What to work on -
At the line that contains "of the crowd", begin setting down every line word for word, and stop after the last line of the listing.

Data -
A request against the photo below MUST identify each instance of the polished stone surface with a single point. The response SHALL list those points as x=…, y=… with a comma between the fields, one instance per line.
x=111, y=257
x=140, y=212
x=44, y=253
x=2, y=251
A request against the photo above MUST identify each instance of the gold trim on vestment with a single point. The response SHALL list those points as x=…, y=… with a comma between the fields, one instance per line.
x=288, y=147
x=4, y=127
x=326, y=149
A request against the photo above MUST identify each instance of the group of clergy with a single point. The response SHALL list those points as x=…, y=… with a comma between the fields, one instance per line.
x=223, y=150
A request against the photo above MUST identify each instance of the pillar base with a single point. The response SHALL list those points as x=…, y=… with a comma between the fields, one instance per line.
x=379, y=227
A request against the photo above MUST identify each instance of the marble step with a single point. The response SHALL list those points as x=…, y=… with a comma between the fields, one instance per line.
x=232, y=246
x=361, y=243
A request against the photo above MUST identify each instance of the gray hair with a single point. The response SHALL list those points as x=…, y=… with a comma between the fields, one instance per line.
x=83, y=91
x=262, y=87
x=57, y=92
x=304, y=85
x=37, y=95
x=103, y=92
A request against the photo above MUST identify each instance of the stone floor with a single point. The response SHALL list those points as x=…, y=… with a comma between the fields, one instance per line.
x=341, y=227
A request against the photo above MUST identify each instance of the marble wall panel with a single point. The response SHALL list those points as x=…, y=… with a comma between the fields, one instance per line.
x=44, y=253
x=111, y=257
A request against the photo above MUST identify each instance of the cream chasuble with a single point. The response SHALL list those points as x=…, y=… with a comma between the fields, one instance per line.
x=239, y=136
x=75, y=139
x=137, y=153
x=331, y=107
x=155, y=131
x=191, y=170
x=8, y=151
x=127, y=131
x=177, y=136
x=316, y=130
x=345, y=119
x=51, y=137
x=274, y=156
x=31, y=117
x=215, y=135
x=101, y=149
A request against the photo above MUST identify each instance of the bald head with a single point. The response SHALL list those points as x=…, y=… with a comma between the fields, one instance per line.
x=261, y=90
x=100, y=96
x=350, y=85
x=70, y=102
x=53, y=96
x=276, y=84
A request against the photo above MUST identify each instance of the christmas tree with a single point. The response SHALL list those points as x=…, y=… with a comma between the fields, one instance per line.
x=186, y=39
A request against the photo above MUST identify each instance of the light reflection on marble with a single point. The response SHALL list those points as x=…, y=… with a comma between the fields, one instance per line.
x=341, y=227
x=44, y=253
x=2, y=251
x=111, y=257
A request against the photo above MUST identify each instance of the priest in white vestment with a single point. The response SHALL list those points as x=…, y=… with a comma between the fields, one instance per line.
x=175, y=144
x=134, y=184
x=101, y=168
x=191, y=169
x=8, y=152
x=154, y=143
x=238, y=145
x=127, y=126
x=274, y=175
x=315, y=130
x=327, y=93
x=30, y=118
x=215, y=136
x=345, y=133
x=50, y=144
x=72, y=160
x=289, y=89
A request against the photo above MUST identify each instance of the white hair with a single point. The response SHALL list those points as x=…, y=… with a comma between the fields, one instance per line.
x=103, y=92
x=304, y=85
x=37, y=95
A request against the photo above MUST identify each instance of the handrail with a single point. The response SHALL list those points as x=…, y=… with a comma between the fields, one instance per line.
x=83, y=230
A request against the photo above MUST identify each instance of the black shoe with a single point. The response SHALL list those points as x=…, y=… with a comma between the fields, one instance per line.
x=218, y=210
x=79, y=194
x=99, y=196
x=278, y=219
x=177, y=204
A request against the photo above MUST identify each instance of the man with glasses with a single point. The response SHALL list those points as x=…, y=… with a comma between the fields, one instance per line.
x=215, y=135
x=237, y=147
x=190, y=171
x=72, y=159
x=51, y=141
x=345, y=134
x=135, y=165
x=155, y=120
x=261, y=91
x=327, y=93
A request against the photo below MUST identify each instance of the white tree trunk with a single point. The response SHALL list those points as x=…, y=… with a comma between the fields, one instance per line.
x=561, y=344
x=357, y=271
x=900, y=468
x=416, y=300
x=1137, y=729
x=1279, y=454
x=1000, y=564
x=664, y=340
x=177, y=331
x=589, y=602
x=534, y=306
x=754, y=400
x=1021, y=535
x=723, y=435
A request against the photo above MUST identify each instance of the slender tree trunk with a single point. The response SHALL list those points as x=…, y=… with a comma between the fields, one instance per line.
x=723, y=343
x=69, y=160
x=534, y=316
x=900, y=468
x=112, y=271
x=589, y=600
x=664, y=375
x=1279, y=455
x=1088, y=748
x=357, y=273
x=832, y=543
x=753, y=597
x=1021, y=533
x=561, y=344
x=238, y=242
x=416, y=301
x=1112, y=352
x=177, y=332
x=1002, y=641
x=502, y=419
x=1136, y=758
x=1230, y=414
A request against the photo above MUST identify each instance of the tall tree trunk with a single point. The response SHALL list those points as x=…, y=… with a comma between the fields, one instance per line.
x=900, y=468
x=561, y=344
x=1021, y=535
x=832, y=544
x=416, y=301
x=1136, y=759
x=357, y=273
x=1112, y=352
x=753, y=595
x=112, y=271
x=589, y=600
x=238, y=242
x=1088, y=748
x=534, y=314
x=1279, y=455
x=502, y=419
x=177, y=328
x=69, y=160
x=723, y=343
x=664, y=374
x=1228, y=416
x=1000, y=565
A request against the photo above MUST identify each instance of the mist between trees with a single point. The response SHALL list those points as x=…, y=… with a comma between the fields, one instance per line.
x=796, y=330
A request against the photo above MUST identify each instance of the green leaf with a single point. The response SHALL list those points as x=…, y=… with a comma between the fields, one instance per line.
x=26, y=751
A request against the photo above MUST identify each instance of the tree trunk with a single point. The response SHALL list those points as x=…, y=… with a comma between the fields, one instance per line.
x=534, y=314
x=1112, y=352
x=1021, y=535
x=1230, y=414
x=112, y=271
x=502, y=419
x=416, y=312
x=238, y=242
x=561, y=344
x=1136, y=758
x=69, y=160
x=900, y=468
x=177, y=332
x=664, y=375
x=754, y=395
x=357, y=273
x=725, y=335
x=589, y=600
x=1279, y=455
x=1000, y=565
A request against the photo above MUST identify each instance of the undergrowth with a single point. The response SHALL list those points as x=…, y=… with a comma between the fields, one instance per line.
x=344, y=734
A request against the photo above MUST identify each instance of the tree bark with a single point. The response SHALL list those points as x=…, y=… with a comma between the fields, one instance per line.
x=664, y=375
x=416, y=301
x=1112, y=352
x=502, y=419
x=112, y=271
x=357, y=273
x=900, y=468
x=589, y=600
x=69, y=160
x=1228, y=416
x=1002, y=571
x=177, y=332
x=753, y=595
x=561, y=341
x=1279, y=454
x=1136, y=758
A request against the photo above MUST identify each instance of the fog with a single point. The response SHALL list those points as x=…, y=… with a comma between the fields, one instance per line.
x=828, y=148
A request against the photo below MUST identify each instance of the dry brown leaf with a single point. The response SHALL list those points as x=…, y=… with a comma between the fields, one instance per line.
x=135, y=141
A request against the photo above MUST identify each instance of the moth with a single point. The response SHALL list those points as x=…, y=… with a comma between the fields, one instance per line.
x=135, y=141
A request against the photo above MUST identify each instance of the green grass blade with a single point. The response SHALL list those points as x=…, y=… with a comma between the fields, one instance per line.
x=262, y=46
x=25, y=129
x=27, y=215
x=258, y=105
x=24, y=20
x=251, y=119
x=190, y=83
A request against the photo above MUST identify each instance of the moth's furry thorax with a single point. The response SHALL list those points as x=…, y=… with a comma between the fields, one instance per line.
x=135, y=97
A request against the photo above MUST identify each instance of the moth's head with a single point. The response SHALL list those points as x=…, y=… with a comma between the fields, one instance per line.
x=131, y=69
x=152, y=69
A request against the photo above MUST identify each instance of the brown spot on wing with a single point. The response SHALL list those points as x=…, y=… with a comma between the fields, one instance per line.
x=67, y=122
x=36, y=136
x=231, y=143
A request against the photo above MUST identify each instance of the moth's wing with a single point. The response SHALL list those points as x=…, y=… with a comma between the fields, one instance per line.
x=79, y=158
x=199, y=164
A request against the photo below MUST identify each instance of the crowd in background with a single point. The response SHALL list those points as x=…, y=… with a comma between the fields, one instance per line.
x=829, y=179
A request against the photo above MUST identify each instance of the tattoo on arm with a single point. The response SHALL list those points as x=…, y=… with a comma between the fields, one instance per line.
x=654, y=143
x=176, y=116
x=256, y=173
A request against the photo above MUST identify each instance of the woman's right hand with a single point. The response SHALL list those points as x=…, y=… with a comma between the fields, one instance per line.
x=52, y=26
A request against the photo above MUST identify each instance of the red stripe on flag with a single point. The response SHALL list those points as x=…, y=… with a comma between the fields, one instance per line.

Exercise solution -
A request against the photo below MUST identify each instance of the crowd in background with a single point. The response SHALL list those points as x=…, y=… with a comma between the fields, one instance per line.
x=829, y=179
A request against the photo above MUST identify each instance of the tattoo on arm with a single point. The response SHALL list those points as x=…, y=… with a comma between the fields, one instance per line.
x=654, y=143
x=176, y=116
x=256, y=173
A request against the photo above MUST identify each instance of the woman's right hand with a single point. The response SHALL list those points as x=…, y=… with a comma between the fields, one instance per line.
x=52, y=26
A request against the photo above MUST identify each instance of the red stripe on flag with a single point. The response SHALL list those points as x=…, y=… with a comma between the fields, one instance per line.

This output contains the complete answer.